- **Description of the task**
Copy, character for character, the part that opens at the start of the items and closes with the line containing "156 144 L 155", both ends included. Leave the pictures out.

[Image boundary labeling items]
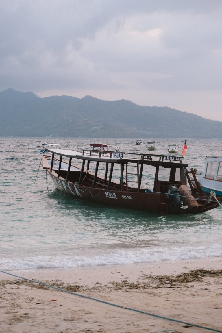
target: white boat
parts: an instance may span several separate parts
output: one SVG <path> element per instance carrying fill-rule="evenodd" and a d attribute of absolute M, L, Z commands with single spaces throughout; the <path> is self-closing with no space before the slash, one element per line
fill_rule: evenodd
<path fill-rule="evenodd" d="M 156 144 L 155 141 L 148 141 L 146 143 L 147 150 L 156 150 Z"/>
<path fill-rule="evenodd" d="M 170 154 L 179 153 L 179 146 L 176 144 L 170 144 L 167 145 L 167 151 Z"/>
<path fill-rule="evenodd" d="M 137 139 L 134 144 L 136 146 L 142 146 L 143 144 L 143 143 L 142 139 Z"/>
<path fill-rule="evenodd" d="M 58 144 L 42 144 L 38 147 L 40 148 L 40 152 L 45 154 L 49 152 L 49 149 L 61 149 L 61 145 Z"/>
<path fill-rule="evenodd" d="M 198 176 L 198 181 L 204 192 L 211 191 L 222 195 L 222 156 L 207 156 L 204 170 Z"/>

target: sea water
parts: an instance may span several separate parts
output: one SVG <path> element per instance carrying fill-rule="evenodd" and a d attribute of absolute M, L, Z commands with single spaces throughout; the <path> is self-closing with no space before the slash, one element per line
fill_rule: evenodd
<path fill-rule="evenodd" d="M 136 138 L 104 140 L 121 152 L 147 153 Z M 152 139 L 152 141 L 154 140 Z M 94 139 L 0 138 L 0 269 L 129 264 L 222 256 L 222 209 L 197 215 L 161 215 L 93 204 L 55 188 L 40 166 L 37 147 L 90 149 Z M 156 154 L 183 139 L 157 139 Z M 98 142 L 99 140 L 98 140 Z M 222 155 L 222 140 L 188 139 L 183 160 L 203 170 L 206 155 Z M 152 188 L 154 173 L 144 175 Z M 114 174 L 116 179 L 117 175 Z"/>

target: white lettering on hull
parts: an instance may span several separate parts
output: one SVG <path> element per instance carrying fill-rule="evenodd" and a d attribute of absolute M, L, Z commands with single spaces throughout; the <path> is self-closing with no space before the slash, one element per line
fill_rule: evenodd
<path fill-rule="evenodd" d="M 107 198 L 110 198 L 111 199 L 117 199 L 115 193 L 114 193 L 113 192 L 105 192 L 104 193 Z"/>

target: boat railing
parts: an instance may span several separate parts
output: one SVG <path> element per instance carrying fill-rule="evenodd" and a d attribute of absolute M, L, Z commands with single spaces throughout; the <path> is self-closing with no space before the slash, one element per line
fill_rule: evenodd
<path fill-rule="evenodd" d="M 90 156 L 91 156 L 92 153 L 96 154 L 98 154 L 100 157 L 101 156 L 103 157 L 106 155 L 107 156 L 107 155 L 110 155 L 110 157 L 111 159 L 112 158 L 112 154 L 113 154 L 114 152 L 113 151 L 95 151 L 93 149 L 83 149 L 82 151 L 82 154 L 84 155 L 85 155 L 85 153 L 87 152 L 87 155 L 89 155 L 89 153 L 90 153 Z M 128 152 L 121 152 L 122 153 L 122 154 L 124 156 L 125 158 L 126 158 L 126 157 L 129 156 L 130 155 L 132 155 L 135 157 L 137 156 L 139 157 L 139 158 L 138 158 L 138 159 L 142 160 L 151 160 L 152 158 L 152 157 L 153 157 L 158 158 L 159 159 L 159 162 L 163 162 L 164 161 L 164 159 L 166 159 L 166 158 L 167 157 L 167 159 L 168 162 L 177 162 L 177 160 L 175 159 L 175 157 L 177 157 L 178 159 L 177 162 L 179 162 L 180 163 L 182 163 L 182 159 L 184 159 L 184 157 L 175 157 L 174 155 L 169 155 L 167 154 L 150 154 L 147 153 L 129 153 Z"/>

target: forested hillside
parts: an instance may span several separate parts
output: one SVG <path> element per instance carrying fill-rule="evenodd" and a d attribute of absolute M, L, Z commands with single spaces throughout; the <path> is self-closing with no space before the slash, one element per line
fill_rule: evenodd
<path fill-rule="evenodd" d="M 0 93 L 0 136 L 222 138 L 222 122 L 129 101 Z"/>

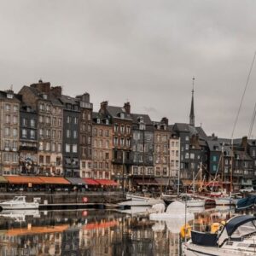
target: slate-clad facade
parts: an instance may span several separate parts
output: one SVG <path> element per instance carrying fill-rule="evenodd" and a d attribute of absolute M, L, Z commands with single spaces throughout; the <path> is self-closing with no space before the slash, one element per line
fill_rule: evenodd
<path fill-rule="evenodd" d="M 38 113 L 29 106 L 20 108 L 20 173 L 38 174 Z"/>
<path fill-rule="evenodd" d="M 99 113 L 108 115 L 113 128 L 113 178 L 128 186 L 131 160 L 131 125 L 130 103 L 124 108 L 108 106 L 108 102 L 101 103 Z"/>
<path fill-rule="evenodd" d="M 131 178 L 154 177 L 154 126 L 147 114 L 131 113 Z"/>
<path fill-rule="evenodd" d="M 92 108 L 90 94 L 77 96 L 79 103 L 80 177 L 90 177 L 92 167 Z"/>
<path fill-rule="evenodd" d="M 19 174 L 20 101 L 12 90 L 0 91 L 0 172 Z"/>
<path fill-rule="evenodd" d="M 63 105 L 63 169 L 65 177 L 80 176 L 79 160 L 79 102 L 62 95 Z"/>

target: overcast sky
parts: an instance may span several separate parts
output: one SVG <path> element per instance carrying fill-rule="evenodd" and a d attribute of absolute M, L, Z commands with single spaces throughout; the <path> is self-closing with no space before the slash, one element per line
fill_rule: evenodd
<path fill-rule="evenodd" d="M 256 1 L 0 0 L 1 90 L 39 79 L 230 137 L 256 50 Z M 248 133 L 253 67 L 235 137 Z M 254 125 L 256 126 L 256 125 Z M 253 131 L 256 138 L 256 128 Z"/>

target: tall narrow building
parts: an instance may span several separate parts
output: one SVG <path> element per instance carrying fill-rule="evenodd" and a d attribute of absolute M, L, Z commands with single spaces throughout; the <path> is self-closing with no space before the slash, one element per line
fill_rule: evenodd
<path fill-rule="evenodd" d="M 191 108 L 190 108 L 190 114 L 189 114 L 189 125 L 190 125 L 191 126 L 195 126 L 194 82 L 195 82 L 195 78 L 193 78 L 193 89 L 192 89 Z"/>

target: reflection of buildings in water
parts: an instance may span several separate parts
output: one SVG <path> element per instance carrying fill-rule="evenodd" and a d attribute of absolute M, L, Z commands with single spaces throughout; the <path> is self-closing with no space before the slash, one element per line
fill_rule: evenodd
<path fill-rule="evenodd" d="M 0 255 L 61 255 L 61 234 L 68 225 L 10 229 L 0 232 Z"/>

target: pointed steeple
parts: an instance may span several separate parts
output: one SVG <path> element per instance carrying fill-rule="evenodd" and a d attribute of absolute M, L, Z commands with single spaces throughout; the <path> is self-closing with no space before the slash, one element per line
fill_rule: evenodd
<path fill-rule="evenodd" d="M 191 108 L 190 108 L 190 114 L 189 114 L 189 125 L 191 126 L 195 126 L 195 111 L 194 111 L 194 82 L 195 78 L 192 79 L 192 99 L 191 99 Z"/>

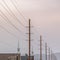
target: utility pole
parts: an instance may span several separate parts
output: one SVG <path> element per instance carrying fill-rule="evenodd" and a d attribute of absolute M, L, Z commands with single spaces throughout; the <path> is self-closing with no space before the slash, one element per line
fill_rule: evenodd
<path fill-rule="evenodd" d="M 53 55 L 53 54 L 52 54 L 52 50 L 51 50 L 51 60 L 53 60 L 53 59 L 52 59 L 52 55 Z"/>
<path fill-rule="evenodd" d="M 40 60 L 42 60 L 42 36 L 40 36 Z"/>
<path fill-rule="evenodd" d="M 47 60 L 47 43 L 45 43 L 45 60 Z"/>
<path fill-rule="evenodd" d="M 29 19 L 29 60 L 31 57 L 30 50 L 31 50 L 31 20 Z"/>
<path fill-rule="evenodd" d="M 49 48 L 49 60 L 50 60 L 50 48 Z"/>
<path fill-rule="evenodd" d="M 32 56 L 31 59 L 34 60 L 34 52 L 33 52 L 33 47 L 32 47 Z"/>
<path fill-rule="evenodd" d="M 17 48 L 17 51 L 18 51 L 17 60 L 20 60 L 19 40 L 18 40 L 18 48 Z"/>

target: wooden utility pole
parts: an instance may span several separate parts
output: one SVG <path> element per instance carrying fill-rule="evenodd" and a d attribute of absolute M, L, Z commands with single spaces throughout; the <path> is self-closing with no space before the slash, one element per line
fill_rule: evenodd
<path fill-rule="evenodd" d="M 17 48 L 17 51 L 18 51 L 17 59 L 18 59 L 18 60 L 20 60 L 20 48 L 19 48 L 19 40 L 18 40 L 18 48 Z"/>
<path fill-rule="evenodd" d="M 47 43 L 45 43 L 45 60 L 47 60 Z"/>
<path fill-rule="evenodd" d="M 40 60 L 42 60 L 42 36 L 40 36 Z"/>
<path fill-rule="evenodd" d="M 49 60 L 50 60 L 50 48 L 49 48 Z"/>
<path fill-rule="evenodd" d="M 31 20 L 29 19 L 29 60 L 30 60 L 30 51 L 31 50 Z"/>

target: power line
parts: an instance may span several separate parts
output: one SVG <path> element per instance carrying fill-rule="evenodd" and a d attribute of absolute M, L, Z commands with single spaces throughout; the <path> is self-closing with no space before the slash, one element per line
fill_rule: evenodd
<path fill-rule="evenodd" d="M 19 11 L 19 9 L 18 9 L 17 6 L 13 3 L 12 0 L 11 0 L 11 2 L 12 2 L 12 4 L 14 5 L 14 7 L 16 8 L 16 10 L 18 11 L 18 13 L 24 18 L 25 21 L 27 21 L 26 18 L 24 17 L 24 15 Z M 16 1 L 15 1 L 15 3 L 16 3 Z"/>
<path fill-rule="evenodd" d="M 15 14 L 11 11 L 11 9 L 8 7 L 8 5 L 6 4 L 6 2 L 3 0 L 3 3 L 6 5 L 6 7 L 9 9 L 9 11 L 12 13 L 12 15 L 14 16 L 14 18 L 16 18 L 16 20 L 22 25 L 24 26 L 21 21 L 15 16 Z M 25 26 L 24 26 L 25 27 Z"/>
<path fill-rule="evenodd" d="M 11 34 L 12 36 L 17 37 L 15 34 L 9 32 L 5 27 L 0 25 L 0 28 L 4 29 L 4 31 L 6 31 L 7 33 Z"/>
<path fill-rule="evenodd" d="M 4 7 L 3 4 L 0 3 L 0 5 L 9 13 L 10 16 L 13 16 L 13 15 L 11 15 L 10 12 L 6 9 L 6 7 Z M 13 16 L 13 17 L 14 17 L 14 16 Z M 15 19 L 15 17 L 14 17 L 14 19 Z M 16 20 L 16 19 L 15 19 L 15 20 Z"/>
<path fill-rule="evenodd" d="M 18 29 L 8 18 L 7 18 L 7 16 L 0 10 L 0 12 L 5 16 L 5 18 L 2 16 L 2 15 L 0 15 L 2 18 L 4 18 L 4 20 L 7 22 L 7 23 L 10 23 L 10 25 L 12 25 L 16 30 L 18 30 L 19 32 L 21 32 L 21 30 L 20 29 Z"/>

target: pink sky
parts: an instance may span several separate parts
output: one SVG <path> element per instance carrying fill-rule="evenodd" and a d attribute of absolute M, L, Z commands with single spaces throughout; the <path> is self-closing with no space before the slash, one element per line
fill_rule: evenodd
<path fill-rule="evenodd" d="M 28 24 L 28 22 L 26 23 L 26 21 L 22 18 L 22 16 L 19 15 L 19 13 L 16 11 L 14 6 L 10 2 L 11 0 L 4 0 L 4 1 L 7 3 L 9 8 L 14 12 L 14 14 L 19 19 L 20 18 L 22 19 L 22 20 L 20 19 L 20 21 L 22 23 L 24 22 L 23 24 L 25 24 L 25 26 L 26 26 Z M 13 2 L 14 1 L 15 0 L 13 0 Z M 2 3 L 4 5 L 2 0 L 0 0 L 0 3 Z M 59 49 L 59 45 L 60 45 L 60 1 L 58 1 L 58 0 L 18 0 L 16 2 L 16 6 L 22 12 L 22 14 L 25 16 L 25 18 L 27 20 L 29 18 L 31 19 L 31 22 L 32 22 L 32 25 L 34 26 L 34 28 L 36 28 L 39 31 L 39 33 L 43 35 L 43 40 L 49 44 L 51 49 L 54 52 L 60 52 L 60 49 Z M 24 28 L 21 25 L 19 25 L 19 23 L 17 21 L 15 21 L 13 17 L 9 16 L 8 12 L 5 11 L 1 5 L 0 5 L 0 7 L 1 7 L 0 10 L 2 10 L 6 16 L 8 15 L 10 20 L 13 19 L 13 20 L 11 20 L 11 22 L 13 24 L 15 24 L 18 28 L 21 27 L 21 30 L 22 29 L 24 30 Z M 2 18 L 0 18 L 0 19 L 2 19 Z M 7 27 L 6 28 L 8 30 L 10 30 L 14 34 L 17 33 L 17 36 L 19 37 L 19 35 L 20 35 L 19 32 L 17 32 L 16 30 L 13 31 L 12 29 L 14 29 L 14 28 L 12 27 L 12 29 L 11 29 L 10 28 L 11 26 L 4 23 L 3 19 L 1 21 L 2 21 L 1 25 L 3 25 L 4 27 L 7 26 L 8 28 Z M 5 36 L 6 34 L 8 35 L 8 33 L 6 33 L 6 32 L 3 33 L 2 30 L 0 33 L 1 33 L 0 39 L 2 41 L 4 41 L 4 38 L 2 36 Z M 26 31 L 24 33 L 26 33 Z M 37 33 L 37 32 L 35 32 L 35 33 Z M 5 34 L 5 35 L 3 35 L 3 34 Z M 12 44 L 12 42 L 15 42 L 15 44 L 17 44 L 16 39 L 14 37 L 11 37 L 9 35 L 8 36 L 9 38 L 8 38 L 7 35 L 5 37 L 7 43 L 9 43 L 9 41 L 10 41 L 11 44 Z M 38 36 L 39 36 L 39 34 L 38 34 Z M 26 38 L 25 39 L 24 38 L 21 38 L 21 39 L 25 40 Z M 9 39 L 9 41 L 7 41 L 8 39 Z M 14 39 L 15 39 L 15 41 L 14 41 Z M 21 42 L 26 43 L 23 41 L 21 41 Z M 22 46 L 22 43 L 20 43 L 21 46 Z M 2 46 L 4 46 L 4 44 L 2 44 Z M 16 47 L 14 47 L 14 49 L 16 49 Z M 6 46 L 6 48 L 7 48 L 7 46 Z M 7 51 L 6 48 L 4 48 L 4 49 Z M 21 47 L 21 49 L 24 49 L 24 47 L 23 48 Z M 8 52 L 9 51 L 15 51 L 15 50 L 8 50 Z M 36 52 L 37 51 L 38 51 L 38 49 L 36 49 Z"/>

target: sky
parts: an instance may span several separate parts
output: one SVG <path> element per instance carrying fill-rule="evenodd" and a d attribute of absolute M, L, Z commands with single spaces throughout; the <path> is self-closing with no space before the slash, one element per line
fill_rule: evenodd
<path fill-rule="evenodd" d="M 8 5 L 8 8 L 6 4 Z M 14 7 L 16 5 L 19 12 Z M 10 10 L 9 10 L 10 9 Z M 1 11 L 4 13 L 2 14 Z M 13 13 L 12 13 L 12 12 Z M 14 15 L 21 21 L 16 20 Z M 1 15 L 4 17 L 2 18 Z M 14 28 L 7 18 L 16 26 Z M 59 0 L 0 0 L 0 52 L 17 52 L 18 40 L 22 54 L 28 53 L 28 20 L 31 19 L 31 50 L 39 53 L 39 39 L 42 35 L 43 52 L 44 43 L 54 53 L 60 52 L 60 1 Z M 6 22 L 6 21 L 7 22 Z M 5 30 L 9 32 L 6 32 Z M 21 31 L 19 31 L 21 30 Z M 34 47 L 34 48 L 33 48 Z M 33 49 L 32 49 L 33 48 Z"/>

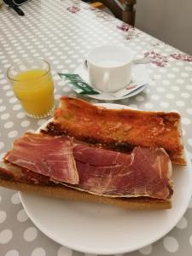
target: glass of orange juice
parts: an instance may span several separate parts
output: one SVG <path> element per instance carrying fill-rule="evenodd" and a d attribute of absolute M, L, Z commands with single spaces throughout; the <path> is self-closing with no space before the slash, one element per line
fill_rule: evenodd
<path fill-rule="evenodd" d="M 26 59 L 8 69 L 16 97 L 26 114 L 39 119 L 53 113 L 54 83 L 49 62 L 43 59 Z"/>

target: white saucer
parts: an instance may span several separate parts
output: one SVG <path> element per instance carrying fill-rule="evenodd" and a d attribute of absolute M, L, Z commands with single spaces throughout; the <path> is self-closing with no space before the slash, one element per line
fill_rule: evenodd
<path fill-rule="evenodd" d="M 84 62 L 81 63 L 73 72 L 73 73 L 79 74 L 83 80 L 84 80 L 88 84 L 90 84 L 90 79 L 89 79 L 89 74 L 88 74 L 88 70 L 86 66 L 84 65 Z M 126 98 L 132 97 L 141 91 L 143 90 L 143 89 L 148 85 L 148 83 L 150 83 L 151 79 L 148 76 L 148 73 L 145 68 L 145 65 L 134 65 L 133 66 L 133 78 L 137 79 L 137 81 L 138 82 L 143 82 L 143 86 L 138 88 L 137 90 L 131 92 L 128 95 L 125 95 L 121 97 L 116 97 L 113 96 L 112 93 L 101 93 L 97 95 L 84 95 L 90 98 L 96 99 L 96 100 L 101 100 L 101 101 L 119 101 L 119 100 L 123 100 Z M 92 86 L 94 88 L 94 86 Z"/>

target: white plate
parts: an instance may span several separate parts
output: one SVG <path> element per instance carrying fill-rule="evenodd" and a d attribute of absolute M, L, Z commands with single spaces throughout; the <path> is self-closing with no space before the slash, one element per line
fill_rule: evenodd
<path fill-rule="evenodd" d="M 90 84 L 90 79 L 88 75 L 88 70 L 84 65 L 84 63 L 80 64 L 73 72 L 74 73 L 78 73 L 83 80 L 84 80 L 88 84 Z M 149 79 L 149 76 L 148 74 L 148 72 L 145 68 L 145 65 L 134 65 L 133 66 L 133 76 L 137 78 L 137 81 L 147 81 L 149 83 L 151 80 Z M 84 95 L 90 98 L 96 99 L 96 100 L 101 100 L 101 101 L 119 101 L 119 100 L 123 100 L 126 98 L 132 97 L 141 91 L 144 90 L 144 88 L 147 86 L 147 84 L 143 85 L 143 87 L 138 88 L 137 90 L 132 91 L 131 93 L 122 96 L 122 97 L 115 97 L 113 96 L 112 93 L 102 93 L 99 95 Z M 94 87 L 93 87 L 94 88 Z"/>
<path fill-rule="evenodd" d="M 98 105 L 127 108 L 116 104 Z M 23 192 L 20 199 L 37 227 L 58 243 L 96 254 L 128 253 L 161 238 L 184 214 L 192 194 L 192 167 L 188 154 L 187 161 L 187 166 L 173 166 L 173 206 L 170 210 L 128 211 Z"/>

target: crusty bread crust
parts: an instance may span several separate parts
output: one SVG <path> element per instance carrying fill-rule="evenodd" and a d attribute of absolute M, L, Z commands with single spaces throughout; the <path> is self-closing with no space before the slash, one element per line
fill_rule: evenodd
<path fill-rule="evenodd" d="M 49 134 L 67 134 L 92 143 L 131 150 L 136 146 L 163 148 L 174 164 L 185 165 L 177 113 L 108 109 L 62 96 Z"/>
<path fill-rule="evenodd" d="M 44 195 L 65 200 L 90 201 L 96 203 L 109 204 L 130 210 L 158 210 L 172 208 L 170 200 L 159 200 L 148 197 L 137 198 L 110 198 L 90 195 L 86 192 L 78 191 L 61 184 L 55 186 L 28 184 L 13 179 L 0 177 L 0 186 L 33 195 Z"/>

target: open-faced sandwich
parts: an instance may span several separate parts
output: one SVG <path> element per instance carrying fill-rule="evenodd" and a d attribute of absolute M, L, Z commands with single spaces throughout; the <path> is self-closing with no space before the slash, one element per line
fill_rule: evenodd
<path fill-rule="evenodd" d="M 177 113 L 107 109 L 62 96 L 39 133 L 16 139 L 0 185 L 129 209 L 172 207 L 172 169 L 185 165 Z"/>

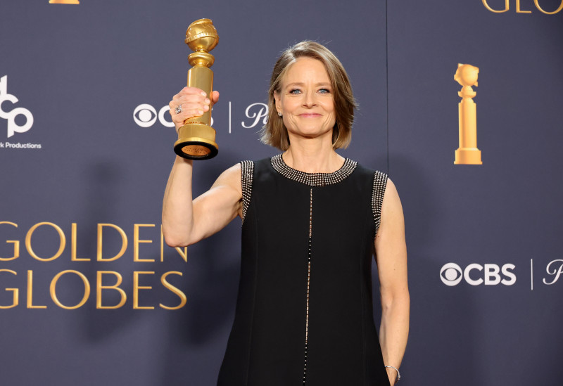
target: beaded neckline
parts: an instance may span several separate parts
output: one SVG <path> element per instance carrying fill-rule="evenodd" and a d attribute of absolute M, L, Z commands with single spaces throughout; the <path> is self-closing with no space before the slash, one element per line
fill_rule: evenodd
<path fill-rule="evenodd" d="M 272 167 L 289 179 L 292 179 L 310 186 L 325 186 L 338 184 L 348 177 L 355 169 L 358 162 L 349 158 L 344 160 L 342 167 L 332 173 L 305 173 L 290 167 L 284 161 L 281 154 L 270 159 Z"/>

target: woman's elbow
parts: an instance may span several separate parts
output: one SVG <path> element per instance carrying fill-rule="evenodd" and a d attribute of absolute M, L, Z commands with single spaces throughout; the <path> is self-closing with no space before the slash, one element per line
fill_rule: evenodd
<path fill-rule="evenodd" d="M 164 236 L 164 242 L 169 247 L 183 247 L 191 244 L 189 238 L 182 235 L 175 234 L 174 232 L 167 230 L 164 226 L 163 226 L 163 236 Z"/>
<path fill-rule="evenodd" d="M 393 308 L 408 309 L 410 306 L 410 295 L 407 288 L 381 292 L 381 308 L 384 310 Z"/>

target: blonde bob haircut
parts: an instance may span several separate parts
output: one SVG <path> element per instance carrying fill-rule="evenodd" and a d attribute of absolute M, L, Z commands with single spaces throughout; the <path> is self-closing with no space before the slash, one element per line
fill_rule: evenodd
<path fill-rule="evenodd" d="M 274 66 L 268 90 L 268 120 L 262 129 L 260 140 L 264 143 L 285 151 L 289 147 L 289 136 L 284 120 L 276 110 L 274 93 L 280 92 L 282 83 L 293 63 L 301 57 L 320 60 L 329 75 L 332 86 L 336 122 L 332 131 L 332 147 L 346 148 L 352 139 L 354 109 L 358 108 L 352 86 L 344 67 L 332 52 L 316 41 L 305 41 L 284 51 Z"/>

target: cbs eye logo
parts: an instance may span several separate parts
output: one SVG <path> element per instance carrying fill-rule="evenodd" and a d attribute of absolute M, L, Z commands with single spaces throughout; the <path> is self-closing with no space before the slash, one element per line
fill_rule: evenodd
<path fill-rule="evenodd" d="M 474 263 L 462 269 L 455 263 L 447 263 L 440 270 L 440 278 L 442 283 L 450 287 L 458 285 L 463 279 L 472 285 L 480 285 L 483 283 L 485 285 L 512 285 L 516 283 L 516 275 L 513 272 L 514 268 L 516 266 L 511 264 L 501 267 L 495 264 L 481 265 Z"/>
<path fill-rule="evenodd" d="M 163 108 L 156 112 L 156 110 L 148 103 L 142 103 L 135 108 L 133 111 L 133 120 L 141 127 L 151 127 L 156 122 L 158 119 L 160 124 L 166 127 L 174 127 L 174 122 L 167 121 L 165 118 L 170 108 L 168 105 Z M 169 115 L 170 116 L 170 115 Z M 213 118 L 211 118 L 211 126 L 213 125 Z"/>
<path fill-rule="evenodd" d="M 142 103 L 137 106 L 133 111 L 133 120 L 141 127 L 151 127 L 158 118 L 163 126 L 174 127 L 174 122 L 165 119 L 164 115 L 168 112 L 169 110 L 168 106 L 164 106 L 157 114 L 156 110 L 153 106 L 147 103 Z"/>

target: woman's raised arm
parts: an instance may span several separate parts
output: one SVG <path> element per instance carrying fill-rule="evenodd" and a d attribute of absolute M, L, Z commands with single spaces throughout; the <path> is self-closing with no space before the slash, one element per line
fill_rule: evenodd
<path fill-rule="evenodd" d="M 213 91 L 213 102 L 219 93 Z M 182 112 L 176 108 L 182 105 Z M 177 131 L 184 122 L 210 108 L 211 101 L 198 89 L 184 87 L 169 103 Z M 189 245 L 224 228 L 241 211 L 241 167 L 225 170 L 211 188 L 195 200 L 191 193 L 193 161 L 176 157 L 163 202 L 163 233 L 172 247 Z"/>

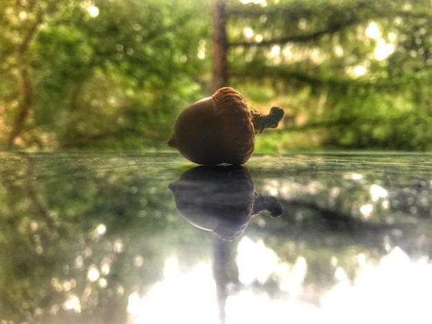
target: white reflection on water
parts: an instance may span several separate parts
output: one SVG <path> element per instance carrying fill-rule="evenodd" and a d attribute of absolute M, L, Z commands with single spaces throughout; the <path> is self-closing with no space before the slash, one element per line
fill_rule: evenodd
<path fill-rule="evenodd" d="M 396 247 L 377 261 L 364 254 L 356 259 L 354 279 L 337 267 L 337 283 L 322 292 L 315 303 L 304 298 L 307 260 L 300 256 L 293 265 L 282 263 L 262 242 L 244 237 L 237 257 L 243 285 L 226 300 L 225 323 L 432 323 L 432 265 L 428 258 L 411 261 Z M 268 279 L 277 281 L 278 293 L 270 295 L 251 284 Z M 199 264 L 185 272 L 176 259 L 168 259 L 164 279 L 141 298 L 132 294 L 128 310 L 129 323 L 134 324 L 219 323 L 211 265 Z"/>
<path fill-rule="evenodd" d="M 153 285 L 142 298 L 129 296 L 128 323 L 218 323 L 216 287 L 210 263 L 201 263 L 181 271 L 178 260 L 165 263 L 164 279 Z"/>

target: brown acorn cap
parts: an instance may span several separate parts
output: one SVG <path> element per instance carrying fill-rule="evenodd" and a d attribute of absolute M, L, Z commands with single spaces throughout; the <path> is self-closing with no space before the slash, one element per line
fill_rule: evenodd
<path fill-rule="evenodd" d="M 230 87 L 221 88 L 212 98 L 217 115 L 223 121 L 226 163 L 244 163 L 255 148 L 255 132 L 248 105 L 242 94 Z"/>

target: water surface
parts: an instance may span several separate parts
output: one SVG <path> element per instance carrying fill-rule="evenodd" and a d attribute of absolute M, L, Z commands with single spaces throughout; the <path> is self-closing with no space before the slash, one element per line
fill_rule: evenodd
<path fill-rule="evenodd" d="M 432 155 L 0 153 L 0 323 L 432 322 Z"/>

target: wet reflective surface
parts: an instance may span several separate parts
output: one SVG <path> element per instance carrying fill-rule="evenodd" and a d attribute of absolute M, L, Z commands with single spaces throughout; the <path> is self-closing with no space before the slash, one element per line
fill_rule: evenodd
<path fill-rule="evenodd" d="M 0 153 L 0 323 L 416 323 L 432 155 Z"/>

- **Exercise result**
target: white boat
parts: an instance may span several separate parts
output: one SVG <path> element per instance carrying fill-rule="evenodd" and a d attribute of absolute M, L, Z commands with single spaces throughout; the <path> is self-closing with no space before the slash, one element per line
fill_rule: evenodd
<path fill-rule="evenodd" d="M 156 144 L 155 141 L 148 141 L 146 143 L 147 150 L 156 150 Z"/>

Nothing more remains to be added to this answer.